> PROVIDED DATA:
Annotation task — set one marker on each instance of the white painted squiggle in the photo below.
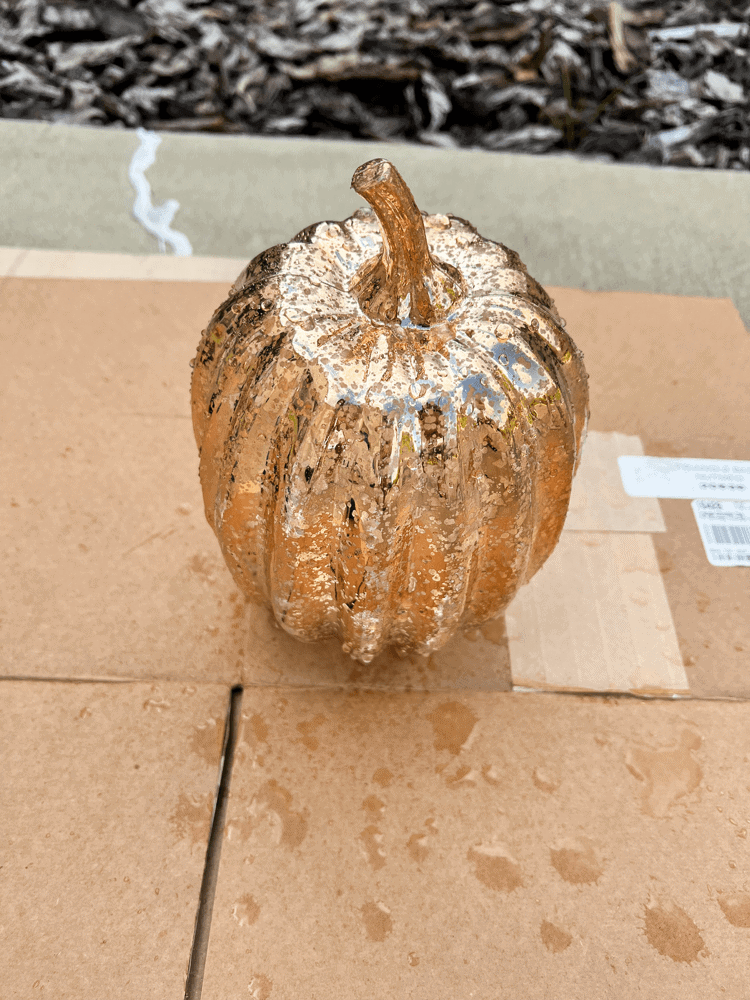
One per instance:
(156, 219)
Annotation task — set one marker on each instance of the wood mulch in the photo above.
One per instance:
(664, 82)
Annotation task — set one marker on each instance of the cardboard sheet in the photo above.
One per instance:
(486, 845)
(107, 794)
(574, 221)
(116, 573)
(596, 618)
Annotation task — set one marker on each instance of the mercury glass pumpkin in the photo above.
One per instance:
(389, 415)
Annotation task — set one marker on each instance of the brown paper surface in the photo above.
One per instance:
(113, 571)
(482, 844)
(107, 792)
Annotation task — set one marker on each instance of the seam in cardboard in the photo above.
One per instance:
(199, 950)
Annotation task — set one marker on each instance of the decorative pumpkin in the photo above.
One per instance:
(389, 415)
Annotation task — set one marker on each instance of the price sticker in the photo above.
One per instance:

> WHAT IS REQUIRED: Copy out the lines of the listing above, from the line containing "glass pumpkin in the photo above." through the end of the listing, with both ends included.

> WRITTEN SOLUTION:
Annotation task — set one marker on each instance of the mercury glass pumpkin in the photo above.
One per instance:
(389, 415)
Annotation task — set one marker on each instance of the brown paper surface in the photo above.
One per instance:
(113, 571)
(482, 844)
(107, 792)
Annotation task — set one marker on each instance of the seam in cardboard in the photo above.
One per instance:
(199, 950)
Annotation task — set one marker on each instance of the decorative pumpkin in the photo above.
One per instance:
(389, 415)
Annotation task — set one marker on each instance of the price sticker in the photo above.
One per instance:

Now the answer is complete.